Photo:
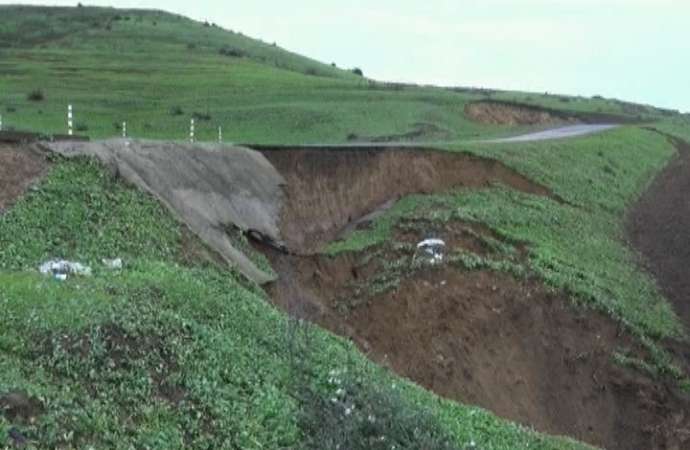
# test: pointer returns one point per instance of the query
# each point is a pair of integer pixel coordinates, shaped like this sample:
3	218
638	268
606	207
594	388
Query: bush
349	413
36	95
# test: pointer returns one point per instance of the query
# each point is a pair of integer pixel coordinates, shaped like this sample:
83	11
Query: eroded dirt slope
484	337
477	336
327	189
20	166
659	228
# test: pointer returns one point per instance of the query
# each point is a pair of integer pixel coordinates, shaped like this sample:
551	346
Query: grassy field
156	70
172	352
577	246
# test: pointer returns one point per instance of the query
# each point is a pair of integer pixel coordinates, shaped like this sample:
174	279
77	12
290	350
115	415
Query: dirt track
479	337
659	228
18	170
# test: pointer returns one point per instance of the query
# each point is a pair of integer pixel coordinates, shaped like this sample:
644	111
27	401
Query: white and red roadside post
70	123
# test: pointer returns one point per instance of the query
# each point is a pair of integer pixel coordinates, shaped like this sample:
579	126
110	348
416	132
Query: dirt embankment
20	167
503	113
477	336
329	189
659	228
486	338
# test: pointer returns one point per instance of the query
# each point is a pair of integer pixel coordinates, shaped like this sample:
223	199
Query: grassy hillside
175	352
156	70
172	352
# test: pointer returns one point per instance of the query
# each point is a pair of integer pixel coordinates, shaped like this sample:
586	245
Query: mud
485	338
658	228
208	187
327	191
20	167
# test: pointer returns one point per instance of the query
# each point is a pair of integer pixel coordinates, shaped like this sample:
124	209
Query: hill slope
156	70
538	311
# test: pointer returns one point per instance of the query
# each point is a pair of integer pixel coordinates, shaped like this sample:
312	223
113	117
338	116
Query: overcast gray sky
636	50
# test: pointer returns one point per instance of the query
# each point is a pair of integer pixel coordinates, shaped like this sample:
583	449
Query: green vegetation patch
577	245
162	355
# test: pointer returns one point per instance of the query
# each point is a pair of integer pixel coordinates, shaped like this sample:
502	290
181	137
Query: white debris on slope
433	249
60	268
112	264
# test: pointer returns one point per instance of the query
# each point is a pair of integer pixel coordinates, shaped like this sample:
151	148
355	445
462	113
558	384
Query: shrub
36	95
350	413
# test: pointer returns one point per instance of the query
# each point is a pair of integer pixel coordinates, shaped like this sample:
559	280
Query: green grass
577	246
156	62
165	355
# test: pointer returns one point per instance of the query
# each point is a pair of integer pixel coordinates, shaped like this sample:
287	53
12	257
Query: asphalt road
557	133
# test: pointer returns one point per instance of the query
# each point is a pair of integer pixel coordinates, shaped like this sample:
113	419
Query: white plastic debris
112	264
61	269
433	248
431	243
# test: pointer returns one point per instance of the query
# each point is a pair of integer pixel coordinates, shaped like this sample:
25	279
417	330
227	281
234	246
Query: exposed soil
659	228
19	406
500	113
483	337
20	167
328	190
496	112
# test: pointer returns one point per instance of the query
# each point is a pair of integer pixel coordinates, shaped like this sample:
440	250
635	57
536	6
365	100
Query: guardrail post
69	120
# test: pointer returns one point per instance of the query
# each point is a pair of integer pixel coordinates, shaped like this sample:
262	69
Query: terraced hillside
156	70
540	327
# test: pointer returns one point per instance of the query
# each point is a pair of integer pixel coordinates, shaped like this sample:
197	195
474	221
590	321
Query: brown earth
659	228
483	337
20	167
500	113
329	189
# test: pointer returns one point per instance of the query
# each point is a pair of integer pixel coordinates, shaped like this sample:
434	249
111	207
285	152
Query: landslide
484	337
20	166
475	335
327	190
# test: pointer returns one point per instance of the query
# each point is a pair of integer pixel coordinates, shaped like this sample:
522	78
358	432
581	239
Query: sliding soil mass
19	169
477	336
658	227
328	190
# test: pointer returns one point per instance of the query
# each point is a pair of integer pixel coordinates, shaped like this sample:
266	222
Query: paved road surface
557	133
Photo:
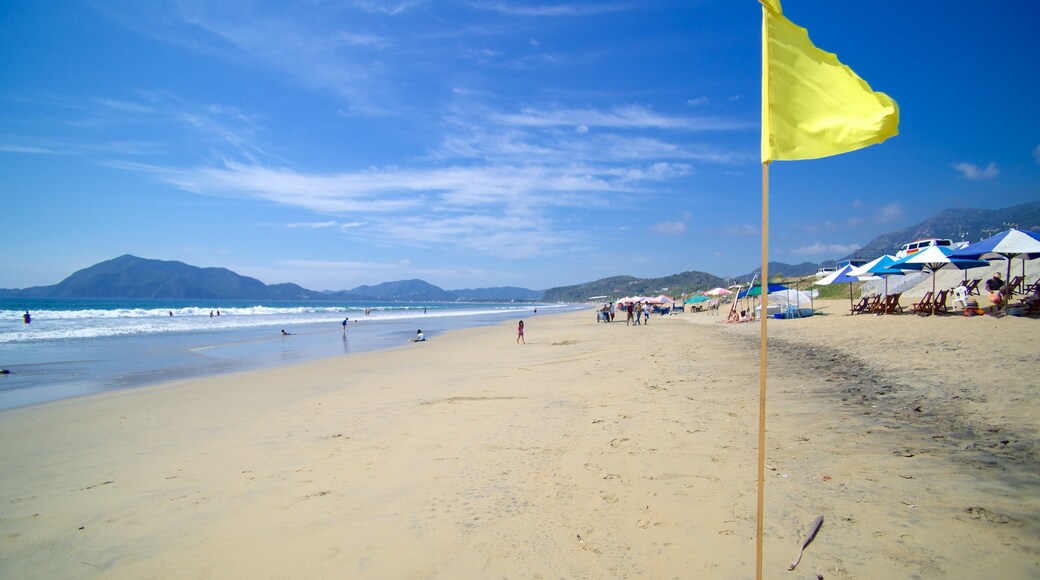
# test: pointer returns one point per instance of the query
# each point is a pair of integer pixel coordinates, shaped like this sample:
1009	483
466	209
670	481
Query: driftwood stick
813	529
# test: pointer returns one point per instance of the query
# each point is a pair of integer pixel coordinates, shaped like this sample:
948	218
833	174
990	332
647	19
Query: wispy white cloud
15	148
312	225
889	213
972	172
669	228
741	230
631	116
826	248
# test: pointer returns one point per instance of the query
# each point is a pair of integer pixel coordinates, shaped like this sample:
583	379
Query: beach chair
961	295
876	304
890	305
1013	286
1032	287
881	305
939	304
925	306
863	306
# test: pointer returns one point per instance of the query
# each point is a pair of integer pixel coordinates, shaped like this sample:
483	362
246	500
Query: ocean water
75	347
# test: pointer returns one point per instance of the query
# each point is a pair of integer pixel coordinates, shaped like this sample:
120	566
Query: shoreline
595	450
46	370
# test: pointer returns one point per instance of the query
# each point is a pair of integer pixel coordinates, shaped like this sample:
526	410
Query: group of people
1002	292
635	313
743	316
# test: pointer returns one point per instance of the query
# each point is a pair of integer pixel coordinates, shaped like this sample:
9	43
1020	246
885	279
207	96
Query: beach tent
794	301
840	277
933	259
756	290
1006	245
875	268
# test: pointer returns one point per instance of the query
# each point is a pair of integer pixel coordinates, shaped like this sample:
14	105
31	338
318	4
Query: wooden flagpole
761	371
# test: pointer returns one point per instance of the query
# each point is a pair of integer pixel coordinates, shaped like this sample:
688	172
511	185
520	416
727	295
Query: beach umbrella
756	290
1006	245
840	277
876	267
933	259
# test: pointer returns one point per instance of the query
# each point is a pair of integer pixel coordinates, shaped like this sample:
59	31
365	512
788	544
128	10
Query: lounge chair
863	306
890	305
925	306
1032	287
1013	286
961	295
939	304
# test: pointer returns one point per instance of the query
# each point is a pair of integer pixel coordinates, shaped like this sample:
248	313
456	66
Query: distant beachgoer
995	288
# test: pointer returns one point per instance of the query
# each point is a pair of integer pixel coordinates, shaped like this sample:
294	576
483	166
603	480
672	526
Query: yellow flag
812	105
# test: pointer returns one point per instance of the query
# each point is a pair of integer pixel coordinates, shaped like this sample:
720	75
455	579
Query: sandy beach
593	451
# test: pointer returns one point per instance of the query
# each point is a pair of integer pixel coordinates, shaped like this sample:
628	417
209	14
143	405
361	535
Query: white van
917	245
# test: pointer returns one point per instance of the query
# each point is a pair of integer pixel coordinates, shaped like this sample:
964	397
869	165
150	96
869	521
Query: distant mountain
805	268
969	225
129	277
404	290
619	286
496	294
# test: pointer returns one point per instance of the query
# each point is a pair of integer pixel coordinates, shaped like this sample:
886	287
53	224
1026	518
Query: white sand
593	451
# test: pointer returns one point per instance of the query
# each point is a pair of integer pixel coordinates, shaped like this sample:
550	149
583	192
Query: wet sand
595	450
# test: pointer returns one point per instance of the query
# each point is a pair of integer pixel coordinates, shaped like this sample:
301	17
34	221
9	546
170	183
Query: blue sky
476	143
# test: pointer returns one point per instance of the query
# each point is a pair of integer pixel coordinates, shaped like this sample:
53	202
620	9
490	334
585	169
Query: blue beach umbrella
878	266
933	259
840	277
1006	245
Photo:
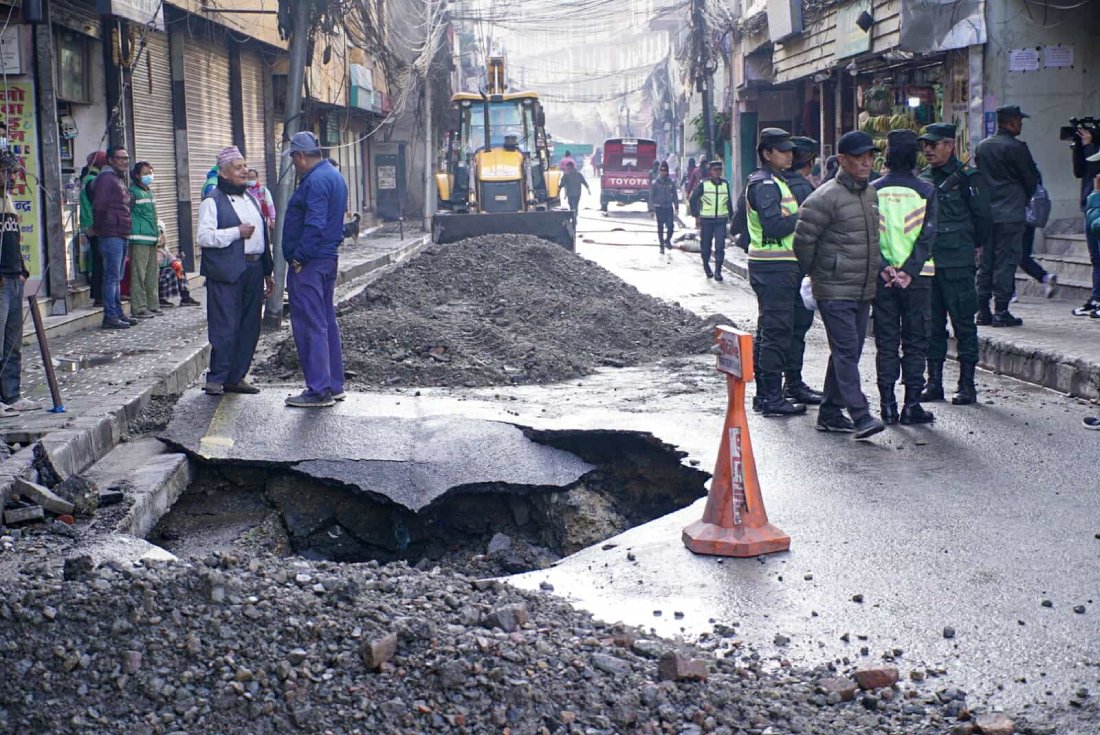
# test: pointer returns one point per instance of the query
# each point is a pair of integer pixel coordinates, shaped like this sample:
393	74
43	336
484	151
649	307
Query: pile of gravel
497	310
229	645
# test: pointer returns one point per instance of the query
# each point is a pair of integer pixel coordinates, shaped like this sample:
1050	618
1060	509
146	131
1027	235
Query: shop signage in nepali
17	107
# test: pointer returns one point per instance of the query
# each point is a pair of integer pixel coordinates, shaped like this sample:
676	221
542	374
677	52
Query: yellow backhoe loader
497	176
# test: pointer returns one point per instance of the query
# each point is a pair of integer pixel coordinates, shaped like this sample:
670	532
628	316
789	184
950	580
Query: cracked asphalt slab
411	461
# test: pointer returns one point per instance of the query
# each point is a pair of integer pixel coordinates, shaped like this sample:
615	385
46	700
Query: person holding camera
1085	147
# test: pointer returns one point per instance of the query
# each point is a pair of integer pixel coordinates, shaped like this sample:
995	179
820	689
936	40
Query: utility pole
429	158
703	80
292	118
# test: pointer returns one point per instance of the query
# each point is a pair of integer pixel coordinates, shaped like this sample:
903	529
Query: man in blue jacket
312	231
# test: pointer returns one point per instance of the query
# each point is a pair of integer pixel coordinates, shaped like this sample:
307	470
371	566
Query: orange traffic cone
735	523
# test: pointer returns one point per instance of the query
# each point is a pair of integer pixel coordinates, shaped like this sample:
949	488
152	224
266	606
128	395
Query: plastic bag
1038	208
807	294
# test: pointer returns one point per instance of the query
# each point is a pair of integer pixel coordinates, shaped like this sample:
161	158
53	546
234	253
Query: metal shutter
154	129
209	114
252	100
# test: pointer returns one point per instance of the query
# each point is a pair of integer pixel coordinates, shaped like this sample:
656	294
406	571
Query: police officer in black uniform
712	207
771	214
965	222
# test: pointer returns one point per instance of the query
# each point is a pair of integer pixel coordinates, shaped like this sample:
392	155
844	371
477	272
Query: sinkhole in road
485	529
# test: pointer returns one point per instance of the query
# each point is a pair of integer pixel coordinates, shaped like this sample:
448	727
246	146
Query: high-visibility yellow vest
715	199
770	249
901	217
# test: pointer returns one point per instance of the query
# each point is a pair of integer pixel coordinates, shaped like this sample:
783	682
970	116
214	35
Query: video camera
1069	133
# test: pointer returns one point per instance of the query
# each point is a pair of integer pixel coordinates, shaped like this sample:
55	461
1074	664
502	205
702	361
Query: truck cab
626	166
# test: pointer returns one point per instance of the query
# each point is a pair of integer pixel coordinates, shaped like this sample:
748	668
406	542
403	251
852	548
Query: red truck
627	162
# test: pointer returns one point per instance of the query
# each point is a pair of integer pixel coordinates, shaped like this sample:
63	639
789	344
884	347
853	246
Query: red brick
674	667
877	678
842	686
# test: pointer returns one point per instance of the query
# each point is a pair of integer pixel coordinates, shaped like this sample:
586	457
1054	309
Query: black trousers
1030	265
782	320
997	275
233	315
954	296
846	327
666	219
713	236
901	322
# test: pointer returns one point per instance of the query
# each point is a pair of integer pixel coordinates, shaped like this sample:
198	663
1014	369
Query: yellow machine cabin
497	176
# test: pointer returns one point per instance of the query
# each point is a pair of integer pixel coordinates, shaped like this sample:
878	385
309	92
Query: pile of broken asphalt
227	644
498	310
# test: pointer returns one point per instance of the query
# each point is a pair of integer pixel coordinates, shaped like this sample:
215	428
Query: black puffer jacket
837	240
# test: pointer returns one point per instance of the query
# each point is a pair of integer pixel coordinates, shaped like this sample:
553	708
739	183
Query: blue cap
304	142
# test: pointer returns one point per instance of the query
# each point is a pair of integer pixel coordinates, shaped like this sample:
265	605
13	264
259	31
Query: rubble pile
232	645
497	310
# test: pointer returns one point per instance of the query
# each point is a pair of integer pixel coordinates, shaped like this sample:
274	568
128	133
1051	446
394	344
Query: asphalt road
971	523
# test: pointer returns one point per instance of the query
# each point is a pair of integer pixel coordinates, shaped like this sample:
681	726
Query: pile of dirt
238	645
497	310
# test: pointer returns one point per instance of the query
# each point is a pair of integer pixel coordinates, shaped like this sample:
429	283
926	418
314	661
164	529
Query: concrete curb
157	485
1049	369
88	438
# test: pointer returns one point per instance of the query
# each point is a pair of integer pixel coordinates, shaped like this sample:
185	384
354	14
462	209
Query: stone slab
409	461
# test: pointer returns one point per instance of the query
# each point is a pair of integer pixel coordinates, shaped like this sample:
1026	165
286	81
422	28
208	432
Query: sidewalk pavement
1053	348
107	377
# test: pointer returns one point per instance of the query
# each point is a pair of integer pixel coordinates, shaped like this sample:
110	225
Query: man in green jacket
837	244
144	266
965	221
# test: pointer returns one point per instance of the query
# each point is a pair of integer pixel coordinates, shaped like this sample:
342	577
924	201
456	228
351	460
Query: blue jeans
113	252
11	313
314	319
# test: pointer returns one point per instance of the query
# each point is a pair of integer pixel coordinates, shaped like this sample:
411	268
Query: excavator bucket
554	225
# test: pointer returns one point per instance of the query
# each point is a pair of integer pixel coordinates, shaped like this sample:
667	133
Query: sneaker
1005	319
1087	309
24	404
1049	285
306	399
868	427
835	424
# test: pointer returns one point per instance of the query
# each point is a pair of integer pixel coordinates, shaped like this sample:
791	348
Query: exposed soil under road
497	310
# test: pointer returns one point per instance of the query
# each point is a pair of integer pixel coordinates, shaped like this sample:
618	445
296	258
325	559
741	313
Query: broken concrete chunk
994	723
26	514
840	686
674	667
877	678
377	651
42	495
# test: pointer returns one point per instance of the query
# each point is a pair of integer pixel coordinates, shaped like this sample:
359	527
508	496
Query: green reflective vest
901	217
769	249
715	199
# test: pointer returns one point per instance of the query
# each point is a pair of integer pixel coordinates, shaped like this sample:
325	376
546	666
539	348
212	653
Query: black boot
967	393
888	405
772	403
912	412
795	391
934	388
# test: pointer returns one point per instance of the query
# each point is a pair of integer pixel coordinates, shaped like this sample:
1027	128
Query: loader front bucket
554	225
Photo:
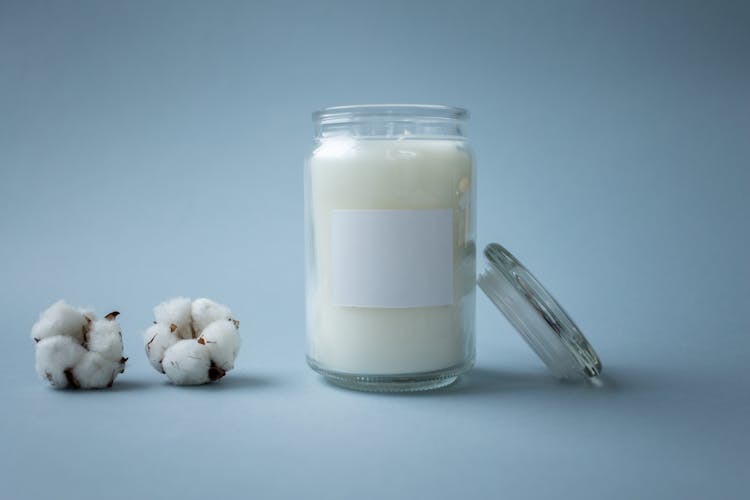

= = = = =

Which lines of the items above contain the word "hillside"? Gather every one of them, treating uppercase and lowercase as different.

Query: grassy hillside
Query: terraced hillside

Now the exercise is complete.